* EXTRACTED ENTRIES:
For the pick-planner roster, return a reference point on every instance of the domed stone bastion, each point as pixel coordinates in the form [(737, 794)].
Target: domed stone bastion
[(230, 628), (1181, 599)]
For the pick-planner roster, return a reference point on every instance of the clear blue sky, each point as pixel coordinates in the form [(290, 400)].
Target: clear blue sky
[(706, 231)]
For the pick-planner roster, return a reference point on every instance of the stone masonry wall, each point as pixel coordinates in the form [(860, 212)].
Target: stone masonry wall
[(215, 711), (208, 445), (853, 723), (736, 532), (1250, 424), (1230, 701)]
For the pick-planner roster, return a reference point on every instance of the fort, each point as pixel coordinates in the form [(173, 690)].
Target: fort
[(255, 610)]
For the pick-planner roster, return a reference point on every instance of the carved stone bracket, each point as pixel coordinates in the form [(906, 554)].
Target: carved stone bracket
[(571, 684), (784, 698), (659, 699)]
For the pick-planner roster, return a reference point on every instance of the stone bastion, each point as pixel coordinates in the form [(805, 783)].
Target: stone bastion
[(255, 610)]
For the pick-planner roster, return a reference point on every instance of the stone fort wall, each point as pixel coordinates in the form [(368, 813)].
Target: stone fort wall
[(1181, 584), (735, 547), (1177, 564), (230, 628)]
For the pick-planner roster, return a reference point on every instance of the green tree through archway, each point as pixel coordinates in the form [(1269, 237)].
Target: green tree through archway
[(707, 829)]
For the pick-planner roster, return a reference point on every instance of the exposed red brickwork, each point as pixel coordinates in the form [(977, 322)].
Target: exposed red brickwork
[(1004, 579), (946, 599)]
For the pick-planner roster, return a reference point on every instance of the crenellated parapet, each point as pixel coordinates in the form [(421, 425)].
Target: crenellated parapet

* WORK TO DO: Reproduce all of the lines above verbatim, without changing a single character.

* THE REPLY:
For the pick-planner roster, return a reference point on every instance of the domed stone bastion, each point as pixel coordinates in the form [(737, 794)].
Target: domed stone bastion
[(230, 628), (1181, 599)]
For the pick-planner roster, return a reference point on every instance of the clear blue sky, each point as pixel coordinates in the form [(290, 400)].
Target: clear blue sky
[(706, 231)]
For the pick-planner roster, return a reference point on every instance of the stone masonry wall, each point as pixel coordinates in the form [(860, 212)].
Target: stone masonry wall
[(215, 711), (208, 445), (853, 723), (736, 532), (1250, 424), (1230, 701)]
For the pick-planner roster, return a reference point on every instance of the fort, each point as pixel coordinates in the form [(173, 690)].
Target: fort
[(255, 610)]
For the pick-planner roster, return a reference point on every instance of the carved stone bracket, each point as pixel coordinates in the form [(906, 554)].
Target: carved stone bracket
[(571, 684), (784, 698), (659, 699)]
For the pick-planner roster, return a reference point on every instance of the stone bastion, each point as pixel coordinates in the form [(805, 783)].
Target: stone bastion
[(255, 610)]
For the pick-planner roster, return a reference point on every instance of the stone fort wall, each point as pixel coordinates in the form [(368, 813)].
Target: stone fort wall
[(1181, 584), (735, 547), (1177, 564), (230, 628)]
For the pick-planner roster, return a reference point on every instance of the green tree through archway, each point as pixel coordinates in the form [(1269, 237)].
Target: green tree through archway
[(707, 829)]
For the pick-planner roster, return a reference point on every instance of the exposed red brickwork, each point as pixel coordinates in the form [(977, 322)].
Target: exposed red brickwork
[(1004, 579), (946, 599)]
For the pick-planner roster, return a reference point on every instance of the crenellated parapet, each point as pixel coordinates in the form [(421, 425)].
Target: crenellated parapet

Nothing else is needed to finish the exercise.